WHAT YOU SHOULD DO:
Could you revise the data below by replacing "most obliged" with "very grateful" wherever it occurs and leaving everything else unchanged?

Position identification records:
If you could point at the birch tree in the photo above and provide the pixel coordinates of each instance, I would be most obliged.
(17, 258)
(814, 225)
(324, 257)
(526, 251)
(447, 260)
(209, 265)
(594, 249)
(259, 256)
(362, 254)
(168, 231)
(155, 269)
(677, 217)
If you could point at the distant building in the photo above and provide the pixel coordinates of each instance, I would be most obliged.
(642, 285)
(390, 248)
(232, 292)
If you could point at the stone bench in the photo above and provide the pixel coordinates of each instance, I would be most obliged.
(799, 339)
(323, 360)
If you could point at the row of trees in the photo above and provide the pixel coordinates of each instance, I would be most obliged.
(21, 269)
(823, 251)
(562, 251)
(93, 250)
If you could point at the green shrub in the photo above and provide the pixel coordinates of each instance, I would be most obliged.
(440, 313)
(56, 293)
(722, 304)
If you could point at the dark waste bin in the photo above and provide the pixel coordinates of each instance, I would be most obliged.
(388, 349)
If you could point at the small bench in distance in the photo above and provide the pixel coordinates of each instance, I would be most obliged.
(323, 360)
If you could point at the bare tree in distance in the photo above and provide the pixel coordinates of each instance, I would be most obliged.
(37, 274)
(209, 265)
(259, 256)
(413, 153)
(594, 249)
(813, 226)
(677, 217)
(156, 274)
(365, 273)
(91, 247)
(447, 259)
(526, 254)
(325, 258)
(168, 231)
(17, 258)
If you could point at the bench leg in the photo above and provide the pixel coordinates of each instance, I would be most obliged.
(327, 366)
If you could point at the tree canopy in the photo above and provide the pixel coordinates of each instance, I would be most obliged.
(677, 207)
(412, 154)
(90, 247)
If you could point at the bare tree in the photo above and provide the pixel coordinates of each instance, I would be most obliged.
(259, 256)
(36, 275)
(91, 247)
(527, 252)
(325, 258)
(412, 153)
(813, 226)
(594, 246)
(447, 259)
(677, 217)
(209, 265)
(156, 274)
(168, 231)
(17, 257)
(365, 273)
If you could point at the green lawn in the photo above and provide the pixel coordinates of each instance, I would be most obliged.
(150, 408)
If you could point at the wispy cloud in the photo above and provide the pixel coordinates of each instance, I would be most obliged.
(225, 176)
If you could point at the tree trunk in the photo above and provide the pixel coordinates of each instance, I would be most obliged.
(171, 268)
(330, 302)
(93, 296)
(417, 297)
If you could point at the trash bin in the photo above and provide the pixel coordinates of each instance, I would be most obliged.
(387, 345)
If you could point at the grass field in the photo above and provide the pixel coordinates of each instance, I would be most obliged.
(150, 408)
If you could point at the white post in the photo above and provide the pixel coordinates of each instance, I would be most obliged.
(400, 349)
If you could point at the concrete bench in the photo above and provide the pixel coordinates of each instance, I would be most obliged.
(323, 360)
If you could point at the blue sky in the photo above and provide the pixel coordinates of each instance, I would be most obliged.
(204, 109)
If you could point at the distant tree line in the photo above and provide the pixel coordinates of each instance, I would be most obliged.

THE RESULT:
If you could point at the birch tree in the photo above and provide the pixel coordinates of each instance, I would be very grateful.
(17, 258)
(814, 225)
(324, 257)
(526, 251)
(447, 260)
(209, 265)
(594, 249)
(259, 256)
(362, 254)
(168, 231)
(155, 269)
(677, 217)
If you could point at the distant building in the photo above and provide the pixel coordinates of each instance, I would be very grateful.
(642, 285)
(390, 248)
(232, 292)
If you could point at the stone bench in the photo above and provide the pixel coordinates of each instance, I would be very grateful.
(799, 339)
(323, 360)
If you could point at the row of trees in the photo above and provide the pixel coordinates of each instance, I would be very grateful.
(21, 269)
(823, 251)
(562, 251)
(93, 250)
If you could point at the green shrub in the photo above and provide the pixel coordinates of each instance, I would be very grateful.
(440, 313)
(56, 293)
(722, 304)
If you could point at the dark waste bin in the photo above and provide the pixel coordinates of each instance, I would be very grateful.
(388, 349)
If you could point at the small bench in distance in the photo above and provide the pixel coordinates of each instance, I would be very grateful.
(323, 360)
If you could point at the bare tree in distance in the photo above and provide the pixel coordinates of each instance, I would be very grateful.
(37, 274)
(209, 265)
(259, 256)
(413, 153)
(594, 249)
(813, 226)
(677, 217)
(156, 274)
(365, 273)
(91, 247)
(447, 259)
(526, 254)
(325, 258)
(168, 231)
(17, 258)
If you could point at the bench leg in the photo above and provide the pixel coordinates of each instance, I would be very grateful.
(327, 366)
If you could point at the tree canopy in the photo above and provide the pixel coordinates of each instance, I would be very grateful.
(677, 207)
(412, 154)
(90, 247)
If you could point at the bare tree in the photo above and provide the pixel coordinates of each instance, I would be very grateful.
(259, 256)
(36, 275)
(91, 247)
(527, 252)
(325, 258)
(412, 153)
(813, 226)
(594, 246)
(447, 259)
(677, 217)
(209, 265)
(156, 274)
(168, 231)
(17, 257)
(365, 273)
If you could point at the green lawn in the photo above and provide the pixel coordinates of each instance, I would be very grateful.
(150, 408)
If you could point at the wispy cloud in the photo above and provide the pixel coordinates of each instance, I would be very grateful.
(225, 176)
If you could point at the tree trunk in the photo above and provide the pixel coordinates of each instance, I would be very grateful.
(171, 268)
(330, 302)
(93, 296)
(417, 297)
If you could point at the trash bin in the photo above and provide the pixel coordinates of each instance, I would be very grateful.
(387, 345)
If you could point at the grass field in the photo above and provide the pixel coordinates of each instance, I would be very grateful.
(150, 408)
If you could point at the white post in the photo above and provide the pixel coordinates of each instance, I would be very grateful.
(400, 349)
If you could point at the concrete bench in the photo above and provide the pixel coordinates of each instance, I would be very grateful.
(323, 360)
If you could point at the blue sky in the photo above and provide the pixel coordinates of each instance, I would be very grateful.
(204, 109)
If you could point at the distant tree line in the photo above and provide the pixel coordinates of each instance, I would be very grateful.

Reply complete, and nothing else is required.